»»
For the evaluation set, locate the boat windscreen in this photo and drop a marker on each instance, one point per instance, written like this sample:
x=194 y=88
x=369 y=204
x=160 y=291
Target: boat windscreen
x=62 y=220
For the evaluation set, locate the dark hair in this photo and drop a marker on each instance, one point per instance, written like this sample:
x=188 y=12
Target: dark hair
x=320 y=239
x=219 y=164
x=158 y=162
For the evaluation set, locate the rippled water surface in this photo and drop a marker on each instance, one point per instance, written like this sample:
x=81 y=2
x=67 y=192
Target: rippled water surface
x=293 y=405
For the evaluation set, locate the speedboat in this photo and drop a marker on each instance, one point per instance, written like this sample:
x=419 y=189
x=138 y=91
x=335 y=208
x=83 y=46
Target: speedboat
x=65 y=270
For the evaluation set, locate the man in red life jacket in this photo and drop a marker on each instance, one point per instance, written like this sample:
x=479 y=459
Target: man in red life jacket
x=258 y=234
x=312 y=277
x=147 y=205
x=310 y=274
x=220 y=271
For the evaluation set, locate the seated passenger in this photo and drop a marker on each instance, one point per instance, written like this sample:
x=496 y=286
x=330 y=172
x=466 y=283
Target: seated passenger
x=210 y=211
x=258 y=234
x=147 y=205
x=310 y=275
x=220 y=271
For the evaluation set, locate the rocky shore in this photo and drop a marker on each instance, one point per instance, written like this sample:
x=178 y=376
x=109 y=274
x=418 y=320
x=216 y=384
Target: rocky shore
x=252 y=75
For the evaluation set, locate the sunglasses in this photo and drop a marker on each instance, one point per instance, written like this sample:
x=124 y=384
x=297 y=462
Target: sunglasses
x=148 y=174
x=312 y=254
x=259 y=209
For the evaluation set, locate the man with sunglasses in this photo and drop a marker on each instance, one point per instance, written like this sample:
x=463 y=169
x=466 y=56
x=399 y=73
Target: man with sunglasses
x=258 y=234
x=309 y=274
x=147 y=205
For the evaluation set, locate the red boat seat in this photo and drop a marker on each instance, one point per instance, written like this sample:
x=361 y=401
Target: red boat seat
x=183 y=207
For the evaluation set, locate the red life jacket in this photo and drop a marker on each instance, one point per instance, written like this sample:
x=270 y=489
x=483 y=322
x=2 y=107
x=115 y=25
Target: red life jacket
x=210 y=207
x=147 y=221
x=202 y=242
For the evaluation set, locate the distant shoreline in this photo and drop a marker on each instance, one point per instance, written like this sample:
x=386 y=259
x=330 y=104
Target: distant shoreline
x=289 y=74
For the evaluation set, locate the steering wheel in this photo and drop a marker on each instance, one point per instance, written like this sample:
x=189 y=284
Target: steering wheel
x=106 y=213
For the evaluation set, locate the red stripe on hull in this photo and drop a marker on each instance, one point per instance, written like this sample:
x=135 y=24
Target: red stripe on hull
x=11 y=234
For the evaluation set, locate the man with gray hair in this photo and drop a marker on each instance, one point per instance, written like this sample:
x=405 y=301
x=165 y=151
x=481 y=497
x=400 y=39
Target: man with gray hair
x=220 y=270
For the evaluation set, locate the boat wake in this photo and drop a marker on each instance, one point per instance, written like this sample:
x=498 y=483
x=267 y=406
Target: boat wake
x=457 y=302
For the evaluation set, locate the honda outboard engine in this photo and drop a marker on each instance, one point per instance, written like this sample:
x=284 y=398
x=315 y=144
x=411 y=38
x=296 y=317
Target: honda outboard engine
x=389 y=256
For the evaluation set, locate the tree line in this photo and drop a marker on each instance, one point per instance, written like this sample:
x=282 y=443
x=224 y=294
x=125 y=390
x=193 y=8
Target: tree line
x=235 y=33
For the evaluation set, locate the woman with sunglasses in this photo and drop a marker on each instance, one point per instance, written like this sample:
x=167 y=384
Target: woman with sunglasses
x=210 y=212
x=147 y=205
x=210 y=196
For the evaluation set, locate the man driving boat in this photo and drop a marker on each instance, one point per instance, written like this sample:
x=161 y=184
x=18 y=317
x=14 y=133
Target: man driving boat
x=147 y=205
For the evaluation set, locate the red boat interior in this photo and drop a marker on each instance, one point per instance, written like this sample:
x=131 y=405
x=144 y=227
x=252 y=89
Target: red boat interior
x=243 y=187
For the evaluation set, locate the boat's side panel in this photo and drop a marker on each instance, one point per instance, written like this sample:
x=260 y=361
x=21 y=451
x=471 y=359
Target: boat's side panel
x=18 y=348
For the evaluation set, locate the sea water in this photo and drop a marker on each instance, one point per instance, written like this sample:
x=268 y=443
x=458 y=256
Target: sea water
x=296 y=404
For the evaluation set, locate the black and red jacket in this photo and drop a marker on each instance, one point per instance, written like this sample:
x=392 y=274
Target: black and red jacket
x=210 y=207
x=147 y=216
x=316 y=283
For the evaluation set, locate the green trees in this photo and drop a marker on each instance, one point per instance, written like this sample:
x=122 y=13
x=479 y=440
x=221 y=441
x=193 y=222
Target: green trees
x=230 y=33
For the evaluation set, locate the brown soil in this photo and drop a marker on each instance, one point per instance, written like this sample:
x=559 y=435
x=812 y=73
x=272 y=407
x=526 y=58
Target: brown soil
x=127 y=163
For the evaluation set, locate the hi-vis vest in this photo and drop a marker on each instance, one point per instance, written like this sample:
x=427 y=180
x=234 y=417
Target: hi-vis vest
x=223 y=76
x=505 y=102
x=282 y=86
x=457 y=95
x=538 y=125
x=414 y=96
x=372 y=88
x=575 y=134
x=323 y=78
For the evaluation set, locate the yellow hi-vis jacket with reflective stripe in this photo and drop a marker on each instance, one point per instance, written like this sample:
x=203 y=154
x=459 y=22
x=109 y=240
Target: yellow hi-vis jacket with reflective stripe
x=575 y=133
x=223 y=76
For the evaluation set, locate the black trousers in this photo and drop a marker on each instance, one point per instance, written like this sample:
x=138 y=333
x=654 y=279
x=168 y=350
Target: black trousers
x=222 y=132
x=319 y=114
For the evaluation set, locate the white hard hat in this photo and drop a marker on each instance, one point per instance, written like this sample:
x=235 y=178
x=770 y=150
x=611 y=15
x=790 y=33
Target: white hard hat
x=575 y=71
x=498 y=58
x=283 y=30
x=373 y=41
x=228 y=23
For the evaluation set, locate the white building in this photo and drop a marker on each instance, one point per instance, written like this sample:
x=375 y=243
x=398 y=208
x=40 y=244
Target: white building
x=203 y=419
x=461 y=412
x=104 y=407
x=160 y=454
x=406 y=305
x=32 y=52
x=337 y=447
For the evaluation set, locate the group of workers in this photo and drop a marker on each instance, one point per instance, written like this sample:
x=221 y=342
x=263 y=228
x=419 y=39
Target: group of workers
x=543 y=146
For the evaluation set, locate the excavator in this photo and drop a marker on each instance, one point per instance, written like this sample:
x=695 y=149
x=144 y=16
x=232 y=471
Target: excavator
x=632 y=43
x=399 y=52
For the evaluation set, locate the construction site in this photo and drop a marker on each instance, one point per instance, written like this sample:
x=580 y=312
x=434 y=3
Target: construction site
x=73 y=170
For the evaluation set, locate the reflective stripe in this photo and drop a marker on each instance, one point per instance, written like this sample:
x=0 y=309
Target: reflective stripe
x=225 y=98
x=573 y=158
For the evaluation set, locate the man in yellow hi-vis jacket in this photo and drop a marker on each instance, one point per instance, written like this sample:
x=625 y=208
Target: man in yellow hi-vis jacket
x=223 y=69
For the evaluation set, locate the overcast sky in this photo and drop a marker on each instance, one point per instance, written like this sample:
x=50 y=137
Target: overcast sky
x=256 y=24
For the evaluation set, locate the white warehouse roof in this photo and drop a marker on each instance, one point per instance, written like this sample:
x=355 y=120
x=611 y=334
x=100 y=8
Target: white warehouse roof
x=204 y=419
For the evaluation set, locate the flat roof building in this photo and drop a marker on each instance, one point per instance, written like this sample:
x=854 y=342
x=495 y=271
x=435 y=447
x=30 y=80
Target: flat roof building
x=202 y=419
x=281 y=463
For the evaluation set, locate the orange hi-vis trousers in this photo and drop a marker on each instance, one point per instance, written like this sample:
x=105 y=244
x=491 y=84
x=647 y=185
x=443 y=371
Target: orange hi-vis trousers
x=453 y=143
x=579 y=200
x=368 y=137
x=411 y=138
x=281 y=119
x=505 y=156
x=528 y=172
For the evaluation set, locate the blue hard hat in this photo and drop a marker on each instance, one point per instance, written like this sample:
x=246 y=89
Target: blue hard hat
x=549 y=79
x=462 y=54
««
§ **Exercise**:
Please quote, with no changes, everything in the records from the line containing "For the evaluation set, locate the sea water" down to the line containing "x=316 y=283", both of those lines included.

§ **Solution**:
For the evaluation set, locate the sea water in this photo and drop a marker on each instance, one point per instance, written like this sample:
x=268 y=443
x=458 y=256
Target: sea water
x=296 y=404
For the evaluation set, locate the black and red jacket in this photo and drop a marker on each instance, one point per instance, written like this sample:
x=392 y=274
Target: black and red jacket
x=210 y=207
x=147 y=216
x=316 y=283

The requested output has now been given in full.